- Stored data entries
□ □ □ □ □ □ □

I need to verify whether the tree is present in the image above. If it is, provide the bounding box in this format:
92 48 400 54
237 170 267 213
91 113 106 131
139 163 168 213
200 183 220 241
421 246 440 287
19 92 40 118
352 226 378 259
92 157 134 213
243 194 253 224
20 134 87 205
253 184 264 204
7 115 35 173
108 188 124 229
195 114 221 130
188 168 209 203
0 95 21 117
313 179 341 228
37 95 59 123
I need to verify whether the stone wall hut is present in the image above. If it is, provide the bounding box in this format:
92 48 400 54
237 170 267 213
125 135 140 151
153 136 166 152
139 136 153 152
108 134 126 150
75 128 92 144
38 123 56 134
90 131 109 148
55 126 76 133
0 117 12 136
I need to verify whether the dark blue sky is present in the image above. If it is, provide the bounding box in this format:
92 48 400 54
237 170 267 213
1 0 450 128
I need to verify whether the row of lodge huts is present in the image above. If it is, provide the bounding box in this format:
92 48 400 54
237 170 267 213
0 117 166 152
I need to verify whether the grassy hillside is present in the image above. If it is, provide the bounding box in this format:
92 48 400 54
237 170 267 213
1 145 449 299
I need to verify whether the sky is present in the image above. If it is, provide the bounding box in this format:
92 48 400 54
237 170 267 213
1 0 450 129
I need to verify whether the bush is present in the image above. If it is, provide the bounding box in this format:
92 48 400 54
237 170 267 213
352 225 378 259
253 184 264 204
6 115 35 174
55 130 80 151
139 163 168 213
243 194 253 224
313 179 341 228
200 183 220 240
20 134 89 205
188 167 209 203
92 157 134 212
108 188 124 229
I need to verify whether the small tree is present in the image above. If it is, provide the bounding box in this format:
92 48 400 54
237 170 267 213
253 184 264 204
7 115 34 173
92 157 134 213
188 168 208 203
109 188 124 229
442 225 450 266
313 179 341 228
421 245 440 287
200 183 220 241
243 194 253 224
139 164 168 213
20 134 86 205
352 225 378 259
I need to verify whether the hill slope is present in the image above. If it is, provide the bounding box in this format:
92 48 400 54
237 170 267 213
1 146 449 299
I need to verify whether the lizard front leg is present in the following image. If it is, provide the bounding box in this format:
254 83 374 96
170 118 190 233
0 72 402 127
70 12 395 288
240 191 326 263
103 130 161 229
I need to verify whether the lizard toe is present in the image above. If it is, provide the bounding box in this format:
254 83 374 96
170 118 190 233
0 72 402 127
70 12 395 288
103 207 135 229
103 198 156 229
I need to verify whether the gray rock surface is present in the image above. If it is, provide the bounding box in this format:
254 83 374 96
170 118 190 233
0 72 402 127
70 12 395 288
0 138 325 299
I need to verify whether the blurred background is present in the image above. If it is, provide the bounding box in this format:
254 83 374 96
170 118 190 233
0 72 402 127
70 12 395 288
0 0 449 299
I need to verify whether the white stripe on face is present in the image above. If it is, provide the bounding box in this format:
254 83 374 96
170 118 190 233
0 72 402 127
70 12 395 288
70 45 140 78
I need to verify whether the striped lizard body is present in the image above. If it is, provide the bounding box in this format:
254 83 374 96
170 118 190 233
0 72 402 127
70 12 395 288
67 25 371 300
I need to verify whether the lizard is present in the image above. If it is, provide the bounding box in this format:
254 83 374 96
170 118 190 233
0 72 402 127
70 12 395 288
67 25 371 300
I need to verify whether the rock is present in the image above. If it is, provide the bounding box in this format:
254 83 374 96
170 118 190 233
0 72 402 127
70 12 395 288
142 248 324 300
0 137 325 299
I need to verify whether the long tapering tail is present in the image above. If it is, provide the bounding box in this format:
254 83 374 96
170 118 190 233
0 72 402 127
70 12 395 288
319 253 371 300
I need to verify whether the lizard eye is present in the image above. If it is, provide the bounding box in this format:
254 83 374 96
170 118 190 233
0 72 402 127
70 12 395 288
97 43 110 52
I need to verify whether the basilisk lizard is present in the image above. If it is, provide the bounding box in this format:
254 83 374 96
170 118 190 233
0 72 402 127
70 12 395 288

□ □ □ □ □ □ □

- Try it
Check each line of the entries for the word "tree". State how many lines hold it, and write nothing else.

- Written solution
2